(Excerpts from a pointing dataset)
......
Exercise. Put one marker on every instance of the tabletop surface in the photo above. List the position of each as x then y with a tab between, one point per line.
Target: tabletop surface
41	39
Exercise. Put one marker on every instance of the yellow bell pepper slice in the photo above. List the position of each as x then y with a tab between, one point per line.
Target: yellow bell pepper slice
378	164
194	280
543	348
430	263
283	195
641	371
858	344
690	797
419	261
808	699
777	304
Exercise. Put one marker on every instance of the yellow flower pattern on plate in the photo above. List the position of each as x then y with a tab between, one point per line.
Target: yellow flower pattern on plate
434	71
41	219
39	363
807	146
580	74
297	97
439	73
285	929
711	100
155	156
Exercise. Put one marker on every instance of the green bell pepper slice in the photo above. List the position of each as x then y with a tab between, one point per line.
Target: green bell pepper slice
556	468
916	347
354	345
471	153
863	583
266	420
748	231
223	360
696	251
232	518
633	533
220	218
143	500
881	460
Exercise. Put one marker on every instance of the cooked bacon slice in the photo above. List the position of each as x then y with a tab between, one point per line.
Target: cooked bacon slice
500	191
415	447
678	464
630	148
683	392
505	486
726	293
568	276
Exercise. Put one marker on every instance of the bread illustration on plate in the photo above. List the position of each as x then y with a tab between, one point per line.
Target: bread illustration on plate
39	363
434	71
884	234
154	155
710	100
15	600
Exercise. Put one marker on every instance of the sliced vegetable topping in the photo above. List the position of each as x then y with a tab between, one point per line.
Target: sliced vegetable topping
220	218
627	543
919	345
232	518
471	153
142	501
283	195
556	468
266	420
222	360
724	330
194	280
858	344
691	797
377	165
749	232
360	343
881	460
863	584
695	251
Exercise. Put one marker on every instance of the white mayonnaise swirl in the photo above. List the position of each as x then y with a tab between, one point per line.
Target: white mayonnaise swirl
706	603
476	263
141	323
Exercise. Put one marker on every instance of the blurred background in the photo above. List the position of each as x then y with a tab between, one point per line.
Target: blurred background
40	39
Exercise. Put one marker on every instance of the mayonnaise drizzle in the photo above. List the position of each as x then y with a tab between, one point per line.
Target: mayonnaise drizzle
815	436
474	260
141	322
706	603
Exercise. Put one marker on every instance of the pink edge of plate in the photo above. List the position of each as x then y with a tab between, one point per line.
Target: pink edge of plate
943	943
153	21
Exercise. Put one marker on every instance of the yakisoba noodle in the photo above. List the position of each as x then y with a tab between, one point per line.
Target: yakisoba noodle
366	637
......
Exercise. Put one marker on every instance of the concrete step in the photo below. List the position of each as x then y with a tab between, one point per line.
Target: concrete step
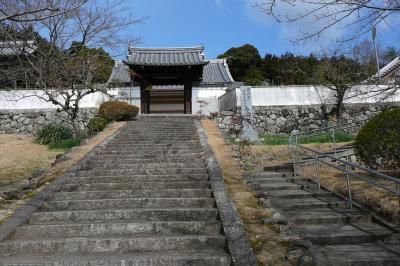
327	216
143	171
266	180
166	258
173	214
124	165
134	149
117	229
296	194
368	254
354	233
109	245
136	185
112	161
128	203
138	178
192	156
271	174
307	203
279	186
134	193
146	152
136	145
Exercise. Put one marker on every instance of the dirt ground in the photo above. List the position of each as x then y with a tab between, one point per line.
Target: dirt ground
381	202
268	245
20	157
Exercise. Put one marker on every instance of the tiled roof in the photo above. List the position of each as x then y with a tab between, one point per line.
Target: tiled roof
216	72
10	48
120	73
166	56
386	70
......
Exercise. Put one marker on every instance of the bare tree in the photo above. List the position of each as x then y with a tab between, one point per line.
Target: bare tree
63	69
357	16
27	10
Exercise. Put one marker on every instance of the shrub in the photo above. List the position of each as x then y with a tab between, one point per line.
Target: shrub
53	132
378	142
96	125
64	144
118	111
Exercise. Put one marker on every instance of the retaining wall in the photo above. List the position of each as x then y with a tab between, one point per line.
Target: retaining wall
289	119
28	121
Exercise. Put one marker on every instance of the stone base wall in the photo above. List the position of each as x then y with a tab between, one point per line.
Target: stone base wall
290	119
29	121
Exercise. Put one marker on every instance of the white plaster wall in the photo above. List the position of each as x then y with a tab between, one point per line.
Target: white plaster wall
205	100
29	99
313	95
......
**Request**
Locate each line in the material above that contains the word "illustration", and copy those lines out. Case matters.

**Answer below**
Exercise. Put one marker on every instance of the bread illustration on plate in the photo above. List the position of each as x then y with a tab between, one point per line.
Target: bread illustration on plate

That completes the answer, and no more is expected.